QUOTED TEXT

Wednesday, October 10, 2018

Antoine Lavoisier and scientific language


Photo source: Wikimedia Commons, Louis Jean Desire Delaistre

Antoine Lavoisier (1743-1794) was a French chemist often regarded as the 'father of modern chemistry'. Science historian I. Bernard Cohen said,
"One of the most fundamental principles of Lavoisier's chemistry was the use of numbers, notably in relation to what we often call today the principle of conservation of mass... This rule led to quantitative experiments. Lavoisier was not the first person to use numbers in chemistry but he was a pioneer in using such numerical measurements as the basis of his system of chemistry." (The Triumph of Number: How Counting Shaped Modern  Life, 2005)
The rest of this post is some quotes from Lavoisier.

Language


"As ideas are preserved and communicated by means of words, it necessarily follows that we cannot improve the language of any science without at the same time improving the science itself; neither can we, on the other hand improve a science without improving the language or nomenclature which belongs to it." (Elements of Chemistry, 1790)

"It is impossible to disassociate language from science or science from language, because every natural science always involves three things: the sequence of phenomena on which the science is based; the abstract concepts which call these phenomena to mind; and the words in which the concepts are expressed." (Traite Elementarie de Chimie, 1789)

EXTRACTED RECORDS
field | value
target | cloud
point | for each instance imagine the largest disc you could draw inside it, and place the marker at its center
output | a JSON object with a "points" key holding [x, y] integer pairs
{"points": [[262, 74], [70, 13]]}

SET TASK A
Can you turn the paragraph in the Lavoisier post that begins "One of the most fundamental principles of Lavoisier's chemistry" into a short bulleted list that keeps its main facts?
SET TASK B
Carry the Lavoisier post forward from its final quotation.
Nothing in the lines matters for this work.

WRITTEN ANSWER A
- The use of numbers was one of the most fundamental principles of Lavoisier's chemistry, especially in relation to what is now called the principle of conservation of mass.
- This rule led to quantitative experiments.
- Lavoisier was not the first to use numbers in chemistry, but he pioneered using numerical measurements as the basis of his system of chemistry.
- Source: I. Bernard Cohen, The Triumph of Number: How Counting Shaped Modern Life (2005).

WRITTEN ANSWER B
"Thus, while I thought myself employed only in forming a Nomenclature, and while I proposed to myself nothing more than to improve the chemical language, my work transformed itself by degrees, without my being able to prevent it, into a treatise upon the Elements of Chemistry." (Elements of Chemisty, 1790)

Reason


"The art of concluding from experience and observation consists in evaluating probabilities, in estimating if they are high or numerous enough to constitute proof. This type of calculation is more complicated and more difficult than one might think." (Rapport des commissaires charges par le roi de l'examen du magnetisme animal, 1784)

"We must trust to nothing but facts: These are presented to us by Nature, and cannot deceive. We ought, in every instance, to submit our reasoning to the test of experiment, and never to search for truth but by the natural road of experiment and observation." (Elements of Chemisty, 1790)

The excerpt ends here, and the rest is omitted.